◆ **REQUIRED TASK**
Could you give the data below again, exactly and completely?

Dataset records
- - - - -

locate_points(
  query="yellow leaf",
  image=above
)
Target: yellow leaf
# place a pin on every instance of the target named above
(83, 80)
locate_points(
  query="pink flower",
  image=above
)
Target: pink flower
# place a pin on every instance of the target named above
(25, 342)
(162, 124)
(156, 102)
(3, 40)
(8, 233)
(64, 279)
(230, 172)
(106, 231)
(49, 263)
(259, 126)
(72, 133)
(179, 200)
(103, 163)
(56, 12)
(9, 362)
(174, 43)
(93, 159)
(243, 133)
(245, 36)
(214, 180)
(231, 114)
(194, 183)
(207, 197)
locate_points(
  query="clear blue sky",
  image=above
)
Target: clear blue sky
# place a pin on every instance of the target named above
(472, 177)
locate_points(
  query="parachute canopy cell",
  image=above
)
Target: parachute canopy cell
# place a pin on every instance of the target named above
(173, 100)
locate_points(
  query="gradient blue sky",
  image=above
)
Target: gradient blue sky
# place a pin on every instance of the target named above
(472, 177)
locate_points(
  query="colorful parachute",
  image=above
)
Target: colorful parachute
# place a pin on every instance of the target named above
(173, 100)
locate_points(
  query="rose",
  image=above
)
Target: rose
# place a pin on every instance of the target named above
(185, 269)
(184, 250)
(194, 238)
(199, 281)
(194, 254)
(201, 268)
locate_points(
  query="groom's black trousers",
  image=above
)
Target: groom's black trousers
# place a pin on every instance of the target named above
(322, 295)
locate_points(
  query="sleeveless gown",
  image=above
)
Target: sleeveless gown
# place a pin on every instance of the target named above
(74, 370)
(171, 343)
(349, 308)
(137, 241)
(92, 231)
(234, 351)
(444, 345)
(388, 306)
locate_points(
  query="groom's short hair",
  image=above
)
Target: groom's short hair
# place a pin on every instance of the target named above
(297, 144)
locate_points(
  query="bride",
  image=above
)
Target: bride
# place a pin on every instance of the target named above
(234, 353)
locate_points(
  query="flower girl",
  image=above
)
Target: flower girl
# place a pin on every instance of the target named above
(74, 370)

- - - - -

◆ **SOLUTION**
locate_points(
  query="yellow leaf",
  image=above
)
Target: yellow leaf
# place a pin on every instance of the target named above
(83, 80)
locate_points(
  query="pink flower",
  image=above
)
Target: pink flower
# place a pin on every instance of the target named above
(25, 342)
(162, 124)
(156, 102)
(3, 40)
(8, 233)
(64, 279)
(230, 172)
(106, 231)
(49, 263)
(259, 126)
(72, 133)
(179, 200)
(103, 163)
(56, 12)
(9, 362)
(174, 43)
(93, 159)
(243, 133)
(245, 36)
(214, 180)
(231, 114)
(194, 183)
(207, 197)
locate_points(
  query="clear blue sky",
  image=above
)
Target: clear blue sky
# place a pin on every instance of the target named above
(472, 177)
locate_points(
  query="parachute canopy cell",
  image=above
)
Target: parachute canopy cell
# place a pin on every instance of the target named above
(173, 100)
locate_points(
  query="gradient blue sky",
  image=above
)
Target: gradient blue sky
# place a pin on every instance of the target named above
(472, 177)
locate_points(
  query="colorful parachute",
  image=above
)
Target: colorful parachute
# place a pin on every instance of the target named above
(173, 100)
locate_points(
  query="rose",
  image=above
)
Target: rose
# place a pin on every instance of the target named above
(185, 269)
(184, 250)
(194, 238)
(199, 281)
(194, 254)
(201, 268)
locate_points(
  query="groom's black trousers",
  image=above
)
Target: groom's black trousers
# place a pin on every instance of the target named above
(322, 295)
locate_points(
  query="sleeveless gown",
  image=above
)
Target: sleeveless gown
# place a pin on every instance of the target named above
(74, 370)
(171, 343)
(349, 308)
(137, 241)
(92, 231)
(234, 351)
(444, 345)
(388, 306)
locate_points(
  query="groom's short hair",
  image=above
)
Target: groom's short hair
# place a pin on every instance of the target named above
(297, 144)
locate_points(
  query="bride",
  image=above
)
Target: bride
# place a pin on every instance of the target named above
(234, 353)
locate_points(
  query="flower girl",
  image=above
)
Target: flower girl
# place a pin on every instance of the target named above
(74, 370)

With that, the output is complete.